Photo-based referring expression data:
____

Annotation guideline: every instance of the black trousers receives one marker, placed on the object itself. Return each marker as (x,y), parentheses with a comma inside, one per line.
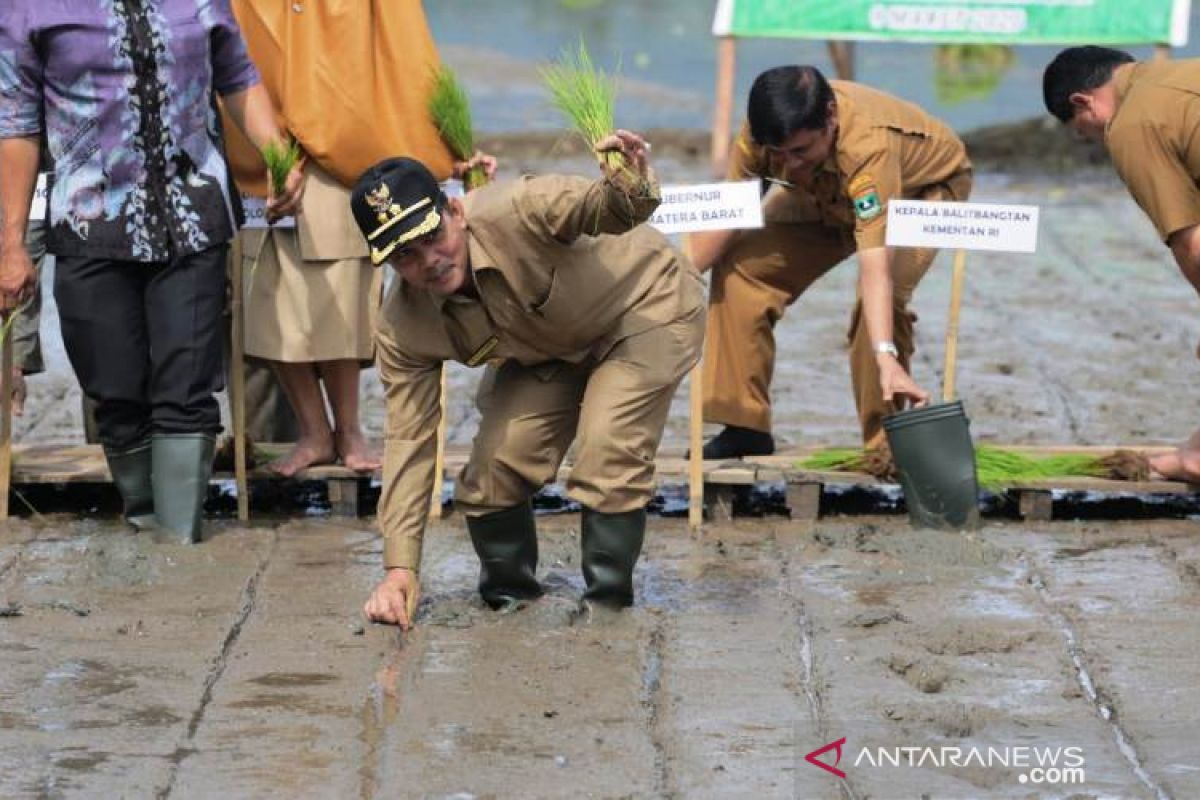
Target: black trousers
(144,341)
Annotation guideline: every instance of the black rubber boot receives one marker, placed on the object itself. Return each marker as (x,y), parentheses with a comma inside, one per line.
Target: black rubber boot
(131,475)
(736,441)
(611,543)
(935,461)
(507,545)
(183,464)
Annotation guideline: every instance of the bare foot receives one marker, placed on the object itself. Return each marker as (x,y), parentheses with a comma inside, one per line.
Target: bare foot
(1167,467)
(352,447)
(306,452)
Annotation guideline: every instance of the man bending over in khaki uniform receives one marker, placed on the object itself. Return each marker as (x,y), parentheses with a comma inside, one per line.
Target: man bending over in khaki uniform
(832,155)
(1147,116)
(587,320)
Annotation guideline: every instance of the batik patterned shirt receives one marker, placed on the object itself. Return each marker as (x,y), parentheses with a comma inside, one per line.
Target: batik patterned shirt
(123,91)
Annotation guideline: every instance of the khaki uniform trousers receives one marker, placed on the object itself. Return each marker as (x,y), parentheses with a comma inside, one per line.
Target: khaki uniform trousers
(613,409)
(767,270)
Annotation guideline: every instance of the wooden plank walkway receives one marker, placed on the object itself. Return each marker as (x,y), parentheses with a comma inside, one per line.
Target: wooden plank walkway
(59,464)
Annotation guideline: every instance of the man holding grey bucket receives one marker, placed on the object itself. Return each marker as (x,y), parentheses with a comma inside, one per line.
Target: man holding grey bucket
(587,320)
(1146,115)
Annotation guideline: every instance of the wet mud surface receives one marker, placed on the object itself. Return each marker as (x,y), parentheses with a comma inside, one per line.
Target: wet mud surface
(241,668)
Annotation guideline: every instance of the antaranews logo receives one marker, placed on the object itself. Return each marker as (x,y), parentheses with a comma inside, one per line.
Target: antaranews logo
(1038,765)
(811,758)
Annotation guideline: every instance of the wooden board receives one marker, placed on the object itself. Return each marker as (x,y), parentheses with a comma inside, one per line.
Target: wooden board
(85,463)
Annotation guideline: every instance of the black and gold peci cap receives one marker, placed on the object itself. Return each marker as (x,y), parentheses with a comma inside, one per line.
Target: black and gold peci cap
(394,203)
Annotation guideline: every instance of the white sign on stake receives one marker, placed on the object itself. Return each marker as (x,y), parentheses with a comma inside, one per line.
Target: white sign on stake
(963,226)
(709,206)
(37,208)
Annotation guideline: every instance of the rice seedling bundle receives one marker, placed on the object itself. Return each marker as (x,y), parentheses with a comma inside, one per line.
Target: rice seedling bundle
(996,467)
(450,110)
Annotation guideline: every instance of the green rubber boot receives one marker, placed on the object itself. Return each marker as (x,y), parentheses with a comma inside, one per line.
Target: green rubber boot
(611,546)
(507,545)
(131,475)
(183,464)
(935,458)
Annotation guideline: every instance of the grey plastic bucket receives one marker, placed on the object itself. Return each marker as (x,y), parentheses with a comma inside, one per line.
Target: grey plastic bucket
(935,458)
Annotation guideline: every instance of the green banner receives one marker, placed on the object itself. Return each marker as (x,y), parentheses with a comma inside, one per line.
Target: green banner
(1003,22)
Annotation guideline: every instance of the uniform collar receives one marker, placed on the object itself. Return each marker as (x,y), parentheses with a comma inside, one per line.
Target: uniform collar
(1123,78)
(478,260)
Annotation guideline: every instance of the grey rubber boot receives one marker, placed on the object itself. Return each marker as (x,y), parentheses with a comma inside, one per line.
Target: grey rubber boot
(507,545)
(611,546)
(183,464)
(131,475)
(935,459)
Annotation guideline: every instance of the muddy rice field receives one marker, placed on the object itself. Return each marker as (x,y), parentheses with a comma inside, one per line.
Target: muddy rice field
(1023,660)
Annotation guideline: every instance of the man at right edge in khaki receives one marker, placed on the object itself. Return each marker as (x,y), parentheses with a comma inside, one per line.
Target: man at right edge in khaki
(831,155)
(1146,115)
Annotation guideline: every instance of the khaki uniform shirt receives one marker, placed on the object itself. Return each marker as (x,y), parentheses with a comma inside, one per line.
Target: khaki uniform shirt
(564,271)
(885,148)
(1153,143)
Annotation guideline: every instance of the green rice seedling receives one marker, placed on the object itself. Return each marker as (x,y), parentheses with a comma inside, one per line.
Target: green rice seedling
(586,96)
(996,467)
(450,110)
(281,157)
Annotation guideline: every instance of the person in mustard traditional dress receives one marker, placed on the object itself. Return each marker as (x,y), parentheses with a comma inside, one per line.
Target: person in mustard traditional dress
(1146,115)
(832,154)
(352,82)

____

Problem details: When you transcribe the entries above, keep every word exact and leave out the pictures.

Solution to the exercise:
Annotation guideline: every instance of the black trousers receives one marker, placed on the object itself. Return each marker as (x,y), parentheses with a comma inside, one per line.
Target: black trousers
(144,341)
Annotation guideline: every instance of the black rubber boot receives one marker, placed on the object itself. Return each marker as (x,y), parentheses with a comma inside, one per line.
Target: black rubber boot
(131,475)
(736,441)
(611,543)
(935,461)
(507,545)
(183,464)
Annotation guideline: every instance of the bare foot receives one marker, placed on the object itself. Return each marker as (x,y), parentheses with a comma inside, one per line.
Target: bare foot
(1167,467)
(352,447)
(306,452)
Annotation guideline: every instance of the man bending over in khaki uniform receives one marker, placed on the object itself. Return each marker as (x,y), parentheses with a comma inside, one per line.
Target: man bending over in khaki uniform
(832,155)
(1147,116)
(587,320)
Annotation guideline: every instance of the batik patterned shirt receives one marker, placed on the object itself. Return each marker as (x,y), parentheses with a comma inside, one per line.
Target: batik patterned shirt
(123,91)
Annotation guideline: every instance of the khaki uniform trousers receives one marker, placed on the object itself. Return each marker as (x,y), parentheses with a comma inside, one per line.
Target: khaki uniform trousers
(613,409)
(767,270)
Annotation guideline: every instance of the wooden plank walkway receives one marker, placed on the object itself. Return each marker as (x,y), parentheses with a comma inside, one per line.
Target: wooden plank walkway
(59,464)
Annotation guideline: every instance of the man holding grey bucket receives one marker, placed on the object itself. Return each marker as (x,y), parentheses with a comma inside, one per line.
Target: man holding grey bucket
(587,320)
(1146,115)
Annotation guideline: every instance of the wet mud surface receives one marker, placed on the object itself. Return each marker as (x,y), parentheses with a comma inside, one per line.
Target: wet mud surface
(241,668)
Annotation guideline: every instance of the antaranews logo receives one marker, placed on the object itself. Return each marker as (x,y), parentheses with a comma inside, one per line.
Target: antaranews logo
(1038,765)
(811,758)
Annotation guideline: every instance of the wooden board receives one marker, placed on the object itself. Return each marker as (x,y), parentheses with a comma inside, one per line.
Target: wooden board
(85,463)
Annotation guideline: every instance of the black and gold peci cap receives one marker, placed on the object itself. Return each marker as (x,y), parentheses with a comma inside, one per line.
Target: black and gold peci cap
(394,203)
Annotation guideline: every instance of the white sign on stake receives one marker, placed on the object itself. Return each marker as (x,y), parentheses with a comma inside, one per line.
Target: white sign on stake
(963,226)
(709,206)
(37,208)
Annotation guideline: every instance of the rice seedling bundle receives one marker, placed on the object itself. Return each marker as (x,y), parentheses with a comma inside, one per line.
Target: rice seedling bundle
(996,467)
(450,110)
Annotation guideline: every instance of the green rubber boot receives one marker, placed on the object itself. Return each marker as (x,y), parentheses with a comma inside, one per line.
Target: green rubber boot
(611,546)
(507,545)
(131,475)
(183,464)
(935,458)
Annotation guideline: every instance of the grey plastic bucket receives one marker, placed on the object itself. Return each marker as (x,y), parentheses with a comma inside, one per line.
Target: grey plastic bucket
(935,458)
Annotation guideline: every instance of the green banner receives one marker, placed on the object itself. Return each marker as (x,y), parentheses with a comma inside, one per line.
Target: green banner
(1003,22)
Annotation guideline: every instance of the uniform collar receives one marker, placed on the object itself. Return each marker as (x,y), parentheses with a comma inside, one per line.
Target: uniform collar
(1123,78)
(478,260)
Annotation guideline: every instance of the grey rubber boot receives one marker, placed on the object itself. Return each marker as (x,y), parentheses with a comma inside, one per line.
Target: grey rubber boot
(507,545)
(611,546)
(183,464)
(131,475)
(935,459)
Annotation guideline: every instance of the muddy rice field receives one marker, placed on the object itself. Return each marker as (x,y), parentheses with a comma inside, one per line.
Target: muddy rice field
(1023,660)
Annotation guideline: every instance of the man at right edge in khaki receives one marker, placed on the object itself. Return each marker as (x,y), parentheses with a comma inside, one per line.
Target: man at right edge in khaki
(831,155)
(1146,115)
Annotation guideline: every instance of the khaki uniform shirt receives one marker, placed on the object itself. Return each marker as (x,y), parentheses with a comma inside, one per line.
Target: khaki uniform shirt
(564,271)
(885,148)
(1153,143)
Annotation guideline: every instance of the green rice seedling receives one marker, placed on the object itself. Return each marker as (x,y), parentheses with a comma inside, one per line.
Target: green rice seedling
(586,96)
(996,467)
(450,110)
(281,157)
Annotation guideline: every instance of the person in mustard traditional dress receives one marker, placed on the object itself. Return each marker as (x,y), parentheses with a comma inside, one per line.
Target: person in mustard traditional dress
(1146,115)
(832,154)
(352,82)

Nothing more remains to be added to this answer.